Start Material

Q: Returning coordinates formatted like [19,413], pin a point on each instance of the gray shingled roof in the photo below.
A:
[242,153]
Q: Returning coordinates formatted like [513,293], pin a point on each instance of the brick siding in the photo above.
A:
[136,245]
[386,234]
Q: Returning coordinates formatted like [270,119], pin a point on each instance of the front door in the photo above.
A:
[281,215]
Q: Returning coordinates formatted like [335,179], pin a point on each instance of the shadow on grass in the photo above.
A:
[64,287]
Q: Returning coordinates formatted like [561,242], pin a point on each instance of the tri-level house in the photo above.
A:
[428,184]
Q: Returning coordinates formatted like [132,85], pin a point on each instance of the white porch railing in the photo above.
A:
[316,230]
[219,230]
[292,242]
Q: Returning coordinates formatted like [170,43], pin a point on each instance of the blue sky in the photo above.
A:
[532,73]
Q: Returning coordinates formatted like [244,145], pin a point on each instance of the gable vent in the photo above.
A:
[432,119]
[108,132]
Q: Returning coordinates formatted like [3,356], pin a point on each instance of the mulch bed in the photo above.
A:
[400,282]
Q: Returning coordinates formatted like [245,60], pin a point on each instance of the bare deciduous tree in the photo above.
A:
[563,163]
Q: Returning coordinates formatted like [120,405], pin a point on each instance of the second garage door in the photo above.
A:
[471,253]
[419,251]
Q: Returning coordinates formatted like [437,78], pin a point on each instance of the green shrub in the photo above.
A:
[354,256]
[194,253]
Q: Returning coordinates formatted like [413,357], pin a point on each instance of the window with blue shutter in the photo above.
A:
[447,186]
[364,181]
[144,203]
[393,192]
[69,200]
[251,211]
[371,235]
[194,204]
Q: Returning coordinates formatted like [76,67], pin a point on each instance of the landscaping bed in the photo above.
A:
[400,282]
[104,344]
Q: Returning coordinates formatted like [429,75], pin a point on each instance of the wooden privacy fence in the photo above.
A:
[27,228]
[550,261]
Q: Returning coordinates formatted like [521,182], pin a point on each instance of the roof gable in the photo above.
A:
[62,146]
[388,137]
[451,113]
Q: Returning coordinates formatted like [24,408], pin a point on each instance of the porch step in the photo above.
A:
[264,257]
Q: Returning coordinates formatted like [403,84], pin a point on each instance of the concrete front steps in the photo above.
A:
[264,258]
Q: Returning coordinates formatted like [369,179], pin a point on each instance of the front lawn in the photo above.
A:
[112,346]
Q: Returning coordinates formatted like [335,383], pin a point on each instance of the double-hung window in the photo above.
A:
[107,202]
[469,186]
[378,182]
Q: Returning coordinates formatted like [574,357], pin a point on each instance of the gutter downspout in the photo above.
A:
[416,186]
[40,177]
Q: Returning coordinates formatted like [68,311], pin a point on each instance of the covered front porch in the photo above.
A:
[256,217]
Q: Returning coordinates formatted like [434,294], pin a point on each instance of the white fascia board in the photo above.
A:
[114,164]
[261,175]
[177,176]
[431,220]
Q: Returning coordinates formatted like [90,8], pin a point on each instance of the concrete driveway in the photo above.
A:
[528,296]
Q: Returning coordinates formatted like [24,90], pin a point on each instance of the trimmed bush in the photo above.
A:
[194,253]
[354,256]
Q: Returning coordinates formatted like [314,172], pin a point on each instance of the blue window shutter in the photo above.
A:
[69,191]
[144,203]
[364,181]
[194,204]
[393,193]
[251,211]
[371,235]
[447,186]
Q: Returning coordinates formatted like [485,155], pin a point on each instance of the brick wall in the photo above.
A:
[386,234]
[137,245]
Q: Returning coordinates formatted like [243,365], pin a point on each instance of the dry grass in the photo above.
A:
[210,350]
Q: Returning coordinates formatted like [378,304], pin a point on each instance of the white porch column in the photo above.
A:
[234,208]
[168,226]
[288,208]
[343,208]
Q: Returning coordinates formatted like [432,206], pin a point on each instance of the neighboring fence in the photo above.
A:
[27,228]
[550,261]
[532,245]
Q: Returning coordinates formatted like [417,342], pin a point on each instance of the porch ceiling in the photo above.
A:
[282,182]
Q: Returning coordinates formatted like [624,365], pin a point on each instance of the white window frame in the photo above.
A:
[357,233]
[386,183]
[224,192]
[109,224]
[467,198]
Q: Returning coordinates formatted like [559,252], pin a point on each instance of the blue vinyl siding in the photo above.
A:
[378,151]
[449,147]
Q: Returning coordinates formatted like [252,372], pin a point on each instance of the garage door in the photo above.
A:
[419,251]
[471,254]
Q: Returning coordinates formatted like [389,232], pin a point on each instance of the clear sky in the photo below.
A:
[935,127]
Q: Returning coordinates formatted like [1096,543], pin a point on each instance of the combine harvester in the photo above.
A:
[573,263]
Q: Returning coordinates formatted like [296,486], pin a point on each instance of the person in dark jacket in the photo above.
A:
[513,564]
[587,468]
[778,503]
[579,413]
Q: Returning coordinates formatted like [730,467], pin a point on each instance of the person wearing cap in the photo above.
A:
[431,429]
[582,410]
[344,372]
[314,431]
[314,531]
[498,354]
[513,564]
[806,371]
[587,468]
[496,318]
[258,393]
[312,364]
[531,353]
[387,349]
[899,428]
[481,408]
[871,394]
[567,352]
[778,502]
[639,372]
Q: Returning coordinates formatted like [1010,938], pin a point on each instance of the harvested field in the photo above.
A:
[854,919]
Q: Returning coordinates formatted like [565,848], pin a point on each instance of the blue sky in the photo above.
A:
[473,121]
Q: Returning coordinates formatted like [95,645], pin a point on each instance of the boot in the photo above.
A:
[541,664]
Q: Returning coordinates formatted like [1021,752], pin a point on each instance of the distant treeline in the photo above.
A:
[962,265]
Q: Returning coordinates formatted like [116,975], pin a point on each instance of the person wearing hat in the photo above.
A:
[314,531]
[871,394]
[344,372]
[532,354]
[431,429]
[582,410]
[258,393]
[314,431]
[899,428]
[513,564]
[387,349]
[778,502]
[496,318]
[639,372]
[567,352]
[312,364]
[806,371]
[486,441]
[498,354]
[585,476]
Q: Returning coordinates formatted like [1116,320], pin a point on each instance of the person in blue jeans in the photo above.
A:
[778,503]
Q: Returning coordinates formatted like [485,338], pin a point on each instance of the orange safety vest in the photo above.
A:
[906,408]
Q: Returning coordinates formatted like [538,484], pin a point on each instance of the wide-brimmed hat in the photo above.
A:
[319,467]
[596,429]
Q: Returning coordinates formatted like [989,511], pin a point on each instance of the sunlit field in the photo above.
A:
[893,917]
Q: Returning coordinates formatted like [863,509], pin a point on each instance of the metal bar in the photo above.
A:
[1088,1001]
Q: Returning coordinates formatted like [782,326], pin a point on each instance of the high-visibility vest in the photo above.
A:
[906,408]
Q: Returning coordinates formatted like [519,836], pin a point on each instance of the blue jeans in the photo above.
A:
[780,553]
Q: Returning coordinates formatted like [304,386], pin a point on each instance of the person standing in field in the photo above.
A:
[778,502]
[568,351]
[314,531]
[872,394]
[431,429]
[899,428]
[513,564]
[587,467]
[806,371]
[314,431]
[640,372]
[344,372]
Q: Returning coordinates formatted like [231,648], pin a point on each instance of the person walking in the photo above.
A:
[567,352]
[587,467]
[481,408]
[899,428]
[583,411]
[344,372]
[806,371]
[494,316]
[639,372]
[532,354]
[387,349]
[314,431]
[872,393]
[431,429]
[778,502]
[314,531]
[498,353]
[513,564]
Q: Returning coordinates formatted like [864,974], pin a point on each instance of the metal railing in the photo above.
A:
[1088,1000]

End Material

#### What you should do:
Set out the complete listing exactly as shown.

#### Response to the task:
Q: Returning coordinates formatted like [19,413], pin a point on each instance of the gray shingled roof in the photo below.
A:
[242,153]
Q: Returning coordinates formatted like [513,293], pin a point on each instance of the brick siding in the photo above.
A:
[136,245]
[386,234]
Q: Returning coordinates formatted like [270,119], pin a point on each instance of the front door in the photo above.
A:
[281,215]
Q: Returning coordinates formatted like [335,179], pin a point on each instance of the shadow on grass in the photo above.
A:
[64,287]
Q: Returning coordinates formatted like [561,242], pin a point on each instance of the tri-level house in the photo above.
A:
[428,184]
Q: Returning coordinates formatted like [132,85], pin a point on each instance of the white porch railing in the photo above.
A:
[316,230]
[219,230]
[292,242]
Q: Returning coordinates formatted like [170,43], pin a point on each instance of the blue sky in the photo above.
A:
[532,73]
Q: Returning coordinates formatted like [244,145], pin a point on each instance of the gable vent in the photo above.
A:
[432,119]
[108,132]
Q: Returning coordinates formatted like [3,356], pin a point on each instance of the mulch bed in the photo above.
A:
[400,282]
Q: Returning coordinates formatted like [245,60], pin a point on each instance of the bare deciduous tree in the photo above.
A:
[563,163]
Q: Returning coordinates formatted like [120,405], pin a point on each instance of the second garage door in the photo above.
A:
[471,253]
[419,251]
Q: Returning coordinates formatted like [437,78], pin a point on each instance of the green shrub in the photo above.
A:
[354,256]
[194,253]
Q: Returning coordinates formatted like [413,357], pin a point on each instance of the window with blue shutter in the photo above.
A:
[447,186]
[364,181]
[144,203]
[393,192]
[69,200]
[251,211]
[371,235]
[194,204]
Q: Returning coordinates formatted like [76,67], pin a point on each instance of the landscaping bed in the photo above.
A:
[400,282]
[104,344]
Q: Returning coordinates formatted like [429,75], pin a point on each instance of the wooden privacy fence in the photo above.
A:
[27,228]
[550,261]
Q: Returning coordinates formatted like [521,182], pin a point on each instance of the roof gable in the photo above.
A:
[62,146]
[388,137]
[451,113]
Q: Returning coordinates formatted like [24,408], pin a point on each instance of the porch step in the photo above.
A:
[264,257]
Q: Returning coordinates formatted like [403,84], pin a point on each instance of the concrete front steps in the photo above.
A:
[264,258]
Q: Returning coordinates formatted like [369,179], pin a point on each instance of the front lawn in the photo above.
A:
[112,346]
Q: Returning coordinates formatted like [335,383], pin a point on each instance of the double-hung window in the photo above.
A:
[107,202]
[469,186]
[378,182]
Q: Returning coordinates formatted like [574,357], pin a point on each instance of the gutter downspout in the photo above.
A:
[416,186]
[40,177]
Q: Returning coordinates formatted like [68,311], pin a point on each instance of the covered front porch in the photo above.
A:
[256,217]
Q: Returning coordinates formatted like [434,294], pin a point on each instance of the white fascia board in the photo above.
A:
[114,164]
[261,175]
[177,176]
[431,220]
Q: Returning coordinates formatted like [90,8], pin a point on each instance of the concrete driveway in the photo above.
A:
[528,296]
Q: Returning coordinates formatted like [24,90], pin a point on each instance of the trimmed bush in the photo above.
A:
[194,253]
[354,256]
Q: Returning coordinates formatted like [314,172], pin a point on each instance of the blue window shutter in the photo above.
A:
[69,191]
[144,203]
[364,181]
[194,204]
[393,193]
[251,211]
[371,235]
[447,186]
Q: Returning coordinates formatted like [485,155], pin a point on each instance of the brick wall in the photo above.
A:
[386,234]
[137,245]
Q: Returning coordinates formatted like [243,365], pin a point on each instance of the dry grass in the photo above.
A:
[210,350]
Q: Returning coordinates formatted like [378,304], pin a point on each instance of the white porch column in the photo above.
A:
[234,208]
[168,226]
[288,208]
[343,208]
Q: Returning coordinates formatted like [432,206], pin a point on each instance of the neighboring fence in the photo above.
A:
[27,228]
[550,261]
[532,245]
Q: Returning coordinates formatted like [417,342], pin a point on each instance of the porch ceiling in the photo above.
A:
[282,182]
Q: Returning coordinates formatted like [624,365], pin a point on each instance of the white window frame in the photo above.
A:
[357,233]
[386,183]
[224,192]
[109,224]
[467,198]
Q: Returning coordinates formatted like [559,252], pin a point on each instance of the blue vinyl siding in the photo above.
A:
[378,151]
[449,147]
Q: Returning coordinates formatted like [252,372], pin a point on each instance of the garage door in the photo above.
A:
[419,251]
[471,254]
Q: Returning coordinates formatted like [389,232], pin a point on each instance of the clear sky in the photo below.
A:
[935,127]
Q: Returning coordinates formatted like [1096,543], pin a point on each instance of the combine harvester in the photo above.
A:
[573,263]
Q: Returning coordinates formatted like [296,486], pin a point on each instance of the person in dark jacket in the photo above.
A:
[513,564]
[587,468]
[778,503]
[579,413]
Q: Returning coordinates formatted like [730,467], pin a point on each instance of the person wearing cap in the photo above.
A:
[431,429]
[582,410]
[344,372]
[314,431]
[314,531]
[498,354]
[513,564]
[806,371]
[587,468]
[496,318]
[258,393]
[312,364]
[531,353]
[387,349]
[899,428]
[481,408]
[871,394]
[567,352]
[778,502]
[639,372]
Q: Returning coordinates formatted like [1010,938], pin a point on each instance of the harvested field in the photo above.
A:
[854,919]
Q: Returning coordinates formatted like [565,848], pin a point on each instance of the blue sky in the photo above.
A:
[473,121]
Q: Returning coordinates formatted like [95,645], pin a point on each instance of the boot in the photo above.
A:
[541,664]
Q: Returning coordinates formatted like [1021,752], pin a point on each instance of the distant treeline in the photo above.
A:
[962,265]
Q: Returning coordinates formatted like [116,975], pin a point on each instance of the person wearing hat in the photo above.
A:
[314,531]
[871,394]
[344,372]
[532,354]
[431,429]
[582,410]
[258,393]
[314,431]
[899,428]
[513,564]
[387,349]
[778,502]
[496,318]
[639,372]
[567,352]
[312,364]
[806,371]
[486,441]
[498,354]
[585,476]
Q: Returning coordinates formatted like [1116,320], pin a point on each instance of the person in blue jeans in the photo above.
A:
[778,503]
Q: Returning coordinates formatted like [485,338], pin a point on each instance of the orange safety vest in the photo above.
A:
[906,408]
Q: Returning coordinates formatted like [538,484], pin a point on each instance of the wide-brimmed hat in the photo above.
A:
[319,467]
[596,429]
Q: Returning coordinates formatted like [989,511], pin a point on each instance of the sunlit field in the photo above.
A:
[893,917]
Q: Returning coordinates formatted like [863,509], pin a point on each instance of the metal bar in the photo above.
A:
[1088,1001]
Q: Returning coordinates formatted like [782,326], pin a point on each instance of the high-visibility vest in the photo above.
A:
[906,408]
Q: Returning coordinates formatted like [519,836], pin a point on each instance of the blue jeans in the photo above.
A:
[780,553]
Q: Returning coordinates formatted like [304,386], pin a point on each instance of the person standing in field in the photo above.
A:
[778,502]
[568,351]
[314,531]
[872,394]
[431,429]
[899,428]
[513,564]
[587,467]
[806,371]
[314,431]
[640,372]
[344,372]
Q: Returning coordinates formatted like [231,648], pin a point on each instance of the person walking in the photo above.
A:
[567,352]
[587,467]
[481,408]
[899,428]
[583,411]
[344,372]
[806,371]
[494,316]
[639,372]
[532,354]
[387,349]
[314,431]
[872,393]
[431,429]
[778,502]
[314,531]
[498,353]
[513,564]
Q: Returning coordinates formatted like [864,974], pin a point on each instance of the metal railing in the photo above.
A:
[1088,1000]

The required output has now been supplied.